▶ _Work task_: Among the entries below, please repeat exactly and only the lines from the line containing "Target: clump of tall grass" to the line containing "Target: white snow patch on ridge", both lines included.

▶ _Records for processing_:

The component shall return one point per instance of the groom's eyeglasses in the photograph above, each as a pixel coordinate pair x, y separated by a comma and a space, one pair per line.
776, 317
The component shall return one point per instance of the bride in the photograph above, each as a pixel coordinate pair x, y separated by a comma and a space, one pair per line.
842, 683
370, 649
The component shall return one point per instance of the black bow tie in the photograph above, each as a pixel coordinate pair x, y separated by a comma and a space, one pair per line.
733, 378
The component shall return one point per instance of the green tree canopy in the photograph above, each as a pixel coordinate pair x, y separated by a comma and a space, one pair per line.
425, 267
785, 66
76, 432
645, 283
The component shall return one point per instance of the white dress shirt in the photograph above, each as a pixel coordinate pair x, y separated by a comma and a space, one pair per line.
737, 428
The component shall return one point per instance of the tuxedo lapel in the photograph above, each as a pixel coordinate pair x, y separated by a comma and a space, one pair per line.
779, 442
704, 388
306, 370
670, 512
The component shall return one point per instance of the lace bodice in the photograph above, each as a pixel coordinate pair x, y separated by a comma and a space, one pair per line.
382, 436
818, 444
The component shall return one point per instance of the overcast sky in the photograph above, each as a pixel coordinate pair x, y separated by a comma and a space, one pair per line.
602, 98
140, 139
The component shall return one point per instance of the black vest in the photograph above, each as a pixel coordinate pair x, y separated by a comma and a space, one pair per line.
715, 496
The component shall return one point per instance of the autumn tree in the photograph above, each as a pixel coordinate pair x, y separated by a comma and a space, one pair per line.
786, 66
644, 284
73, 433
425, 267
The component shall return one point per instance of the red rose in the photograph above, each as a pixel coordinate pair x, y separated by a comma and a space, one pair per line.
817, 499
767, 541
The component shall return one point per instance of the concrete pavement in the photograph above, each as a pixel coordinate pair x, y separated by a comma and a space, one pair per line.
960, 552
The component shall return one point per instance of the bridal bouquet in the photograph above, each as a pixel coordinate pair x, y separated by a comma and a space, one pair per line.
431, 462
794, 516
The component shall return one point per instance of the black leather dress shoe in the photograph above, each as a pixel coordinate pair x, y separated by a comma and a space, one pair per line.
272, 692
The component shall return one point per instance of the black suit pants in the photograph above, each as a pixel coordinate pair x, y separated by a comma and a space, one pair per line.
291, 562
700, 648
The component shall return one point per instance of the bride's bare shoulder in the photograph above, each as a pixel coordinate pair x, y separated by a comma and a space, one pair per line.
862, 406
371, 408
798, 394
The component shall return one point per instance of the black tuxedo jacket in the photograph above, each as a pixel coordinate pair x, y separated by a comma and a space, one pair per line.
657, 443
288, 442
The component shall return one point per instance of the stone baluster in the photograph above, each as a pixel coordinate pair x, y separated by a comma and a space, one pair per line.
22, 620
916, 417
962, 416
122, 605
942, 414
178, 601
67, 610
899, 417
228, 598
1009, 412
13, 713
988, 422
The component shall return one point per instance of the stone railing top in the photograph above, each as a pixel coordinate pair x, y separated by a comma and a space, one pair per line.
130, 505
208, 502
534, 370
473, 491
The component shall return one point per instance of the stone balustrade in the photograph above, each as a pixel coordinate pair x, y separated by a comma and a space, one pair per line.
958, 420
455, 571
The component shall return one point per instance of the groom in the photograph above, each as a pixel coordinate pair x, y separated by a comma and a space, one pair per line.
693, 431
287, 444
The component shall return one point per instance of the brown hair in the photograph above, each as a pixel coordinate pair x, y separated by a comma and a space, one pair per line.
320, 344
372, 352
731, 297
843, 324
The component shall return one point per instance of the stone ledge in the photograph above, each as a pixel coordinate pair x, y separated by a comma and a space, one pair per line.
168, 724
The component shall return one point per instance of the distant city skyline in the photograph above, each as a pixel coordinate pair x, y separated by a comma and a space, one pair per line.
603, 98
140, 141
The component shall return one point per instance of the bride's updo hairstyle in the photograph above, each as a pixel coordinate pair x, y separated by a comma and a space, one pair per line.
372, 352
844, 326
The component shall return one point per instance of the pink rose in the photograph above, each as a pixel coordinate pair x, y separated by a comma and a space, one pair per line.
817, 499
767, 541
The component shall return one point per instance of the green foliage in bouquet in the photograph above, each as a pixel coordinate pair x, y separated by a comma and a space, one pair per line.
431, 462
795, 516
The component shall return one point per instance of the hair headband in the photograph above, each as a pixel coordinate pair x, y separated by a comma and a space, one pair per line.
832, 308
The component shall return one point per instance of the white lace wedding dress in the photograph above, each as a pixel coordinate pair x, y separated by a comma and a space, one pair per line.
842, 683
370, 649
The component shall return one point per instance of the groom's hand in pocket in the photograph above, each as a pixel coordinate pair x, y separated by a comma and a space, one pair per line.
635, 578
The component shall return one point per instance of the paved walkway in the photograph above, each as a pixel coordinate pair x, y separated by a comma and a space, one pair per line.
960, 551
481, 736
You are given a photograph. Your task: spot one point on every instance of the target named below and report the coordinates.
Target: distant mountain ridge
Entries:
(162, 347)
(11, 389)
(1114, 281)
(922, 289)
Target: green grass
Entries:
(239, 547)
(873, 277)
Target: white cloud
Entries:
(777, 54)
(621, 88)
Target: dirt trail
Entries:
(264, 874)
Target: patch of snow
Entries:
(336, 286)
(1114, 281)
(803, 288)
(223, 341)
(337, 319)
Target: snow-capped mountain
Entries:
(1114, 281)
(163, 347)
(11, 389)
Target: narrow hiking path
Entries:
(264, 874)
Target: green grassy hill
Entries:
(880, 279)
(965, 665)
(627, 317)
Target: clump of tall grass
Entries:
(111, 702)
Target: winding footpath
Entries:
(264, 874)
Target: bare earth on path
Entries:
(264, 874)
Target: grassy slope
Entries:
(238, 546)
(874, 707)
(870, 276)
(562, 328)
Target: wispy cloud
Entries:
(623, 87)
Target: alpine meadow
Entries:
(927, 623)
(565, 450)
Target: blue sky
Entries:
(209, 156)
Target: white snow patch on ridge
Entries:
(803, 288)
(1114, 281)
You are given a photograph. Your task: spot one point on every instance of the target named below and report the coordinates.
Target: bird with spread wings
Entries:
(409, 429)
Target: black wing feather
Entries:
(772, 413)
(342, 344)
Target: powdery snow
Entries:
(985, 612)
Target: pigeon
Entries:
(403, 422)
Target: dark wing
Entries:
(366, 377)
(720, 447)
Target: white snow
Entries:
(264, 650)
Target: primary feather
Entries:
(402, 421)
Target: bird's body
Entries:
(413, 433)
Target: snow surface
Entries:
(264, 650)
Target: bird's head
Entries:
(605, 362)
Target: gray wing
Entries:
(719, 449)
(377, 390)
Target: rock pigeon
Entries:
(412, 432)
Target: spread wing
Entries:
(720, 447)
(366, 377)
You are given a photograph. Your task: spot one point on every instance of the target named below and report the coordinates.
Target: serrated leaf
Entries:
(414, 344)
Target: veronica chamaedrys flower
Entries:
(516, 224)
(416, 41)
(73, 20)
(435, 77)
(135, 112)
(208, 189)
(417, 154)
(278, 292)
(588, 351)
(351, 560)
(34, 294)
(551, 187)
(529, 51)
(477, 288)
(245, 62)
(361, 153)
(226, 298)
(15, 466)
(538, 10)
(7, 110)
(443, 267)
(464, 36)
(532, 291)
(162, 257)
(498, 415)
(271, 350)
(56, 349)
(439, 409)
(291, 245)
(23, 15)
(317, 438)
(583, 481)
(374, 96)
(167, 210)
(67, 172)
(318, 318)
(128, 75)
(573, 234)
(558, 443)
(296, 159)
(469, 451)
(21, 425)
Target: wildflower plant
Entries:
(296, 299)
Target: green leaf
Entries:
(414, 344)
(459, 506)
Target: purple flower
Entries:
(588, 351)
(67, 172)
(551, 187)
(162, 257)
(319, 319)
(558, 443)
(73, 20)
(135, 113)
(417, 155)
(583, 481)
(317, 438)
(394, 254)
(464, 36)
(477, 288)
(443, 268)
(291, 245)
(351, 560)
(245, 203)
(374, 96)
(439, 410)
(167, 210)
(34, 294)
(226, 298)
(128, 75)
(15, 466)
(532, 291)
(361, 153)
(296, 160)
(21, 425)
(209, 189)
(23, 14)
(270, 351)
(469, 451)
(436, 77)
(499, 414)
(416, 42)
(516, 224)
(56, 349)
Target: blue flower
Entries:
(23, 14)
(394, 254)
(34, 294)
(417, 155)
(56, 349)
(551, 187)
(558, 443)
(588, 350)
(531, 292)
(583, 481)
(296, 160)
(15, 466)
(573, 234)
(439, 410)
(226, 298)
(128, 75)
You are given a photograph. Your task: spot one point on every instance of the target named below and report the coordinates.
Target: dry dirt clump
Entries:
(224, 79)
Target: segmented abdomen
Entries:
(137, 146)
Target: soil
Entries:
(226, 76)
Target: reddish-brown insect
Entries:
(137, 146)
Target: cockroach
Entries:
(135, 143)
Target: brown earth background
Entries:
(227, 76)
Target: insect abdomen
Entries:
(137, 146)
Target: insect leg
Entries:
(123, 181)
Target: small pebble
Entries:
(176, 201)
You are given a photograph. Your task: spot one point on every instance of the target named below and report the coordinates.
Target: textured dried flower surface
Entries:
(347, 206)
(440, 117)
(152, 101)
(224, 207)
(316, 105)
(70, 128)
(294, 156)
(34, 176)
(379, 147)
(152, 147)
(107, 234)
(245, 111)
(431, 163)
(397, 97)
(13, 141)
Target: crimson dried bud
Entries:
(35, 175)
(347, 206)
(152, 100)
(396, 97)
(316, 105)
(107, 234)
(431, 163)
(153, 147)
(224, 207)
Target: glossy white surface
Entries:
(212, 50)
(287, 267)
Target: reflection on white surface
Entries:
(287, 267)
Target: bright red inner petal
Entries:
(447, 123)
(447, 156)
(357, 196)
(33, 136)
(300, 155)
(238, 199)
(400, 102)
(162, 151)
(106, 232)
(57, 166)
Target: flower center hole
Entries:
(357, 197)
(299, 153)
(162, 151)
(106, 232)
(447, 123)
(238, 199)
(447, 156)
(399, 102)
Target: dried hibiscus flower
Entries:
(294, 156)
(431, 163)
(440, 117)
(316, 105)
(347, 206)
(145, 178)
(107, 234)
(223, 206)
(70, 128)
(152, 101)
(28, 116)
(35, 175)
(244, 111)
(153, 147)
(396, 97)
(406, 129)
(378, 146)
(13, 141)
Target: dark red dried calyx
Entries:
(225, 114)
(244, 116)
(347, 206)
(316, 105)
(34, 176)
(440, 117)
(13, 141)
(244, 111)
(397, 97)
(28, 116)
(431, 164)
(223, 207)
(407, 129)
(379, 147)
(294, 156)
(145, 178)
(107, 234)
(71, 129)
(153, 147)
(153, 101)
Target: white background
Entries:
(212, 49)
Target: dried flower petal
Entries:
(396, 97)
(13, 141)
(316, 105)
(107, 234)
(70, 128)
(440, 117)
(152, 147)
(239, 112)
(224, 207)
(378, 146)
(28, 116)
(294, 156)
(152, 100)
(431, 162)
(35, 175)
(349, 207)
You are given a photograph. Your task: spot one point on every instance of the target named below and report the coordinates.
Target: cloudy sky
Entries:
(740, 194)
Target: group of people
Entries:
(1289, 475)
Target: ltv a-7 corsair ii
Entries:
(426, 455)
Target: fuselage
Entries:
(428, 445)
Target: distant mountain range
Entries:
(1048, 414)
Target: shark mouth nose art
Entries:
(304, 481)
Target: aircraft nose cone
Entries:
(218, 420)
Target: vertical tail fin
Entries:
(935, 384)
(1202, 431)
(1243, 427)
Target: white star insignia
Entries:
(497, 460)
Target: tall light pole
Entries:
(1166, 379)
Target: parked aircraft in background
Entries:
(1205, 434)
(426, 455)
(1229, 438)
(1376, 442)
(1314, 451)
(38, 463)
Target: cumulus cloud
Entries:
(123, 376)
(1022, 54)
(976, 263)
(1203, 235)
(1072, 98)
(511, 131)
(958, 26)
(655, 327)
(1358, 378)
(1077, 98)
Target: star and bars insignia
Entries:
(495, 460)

▶ _Task output_:
Target: clump of tall grass
Entries:
(111, 702)
Target: winding footpath
Entries:
(264, 874)
Target: bare earth on path
Entries:
(264, 874)
Target: grassy slope
Entries:
(238, 546)
(874, 707)
(870, 276)
(562, 328)
Target: wispy cloud
Entries:
(623, 87)
Target: alpine meadow
Entries:
(927, 623)
(565, 450)
Target: blue sky
Entries:
(209, 156)
Target: white snow patch on ridge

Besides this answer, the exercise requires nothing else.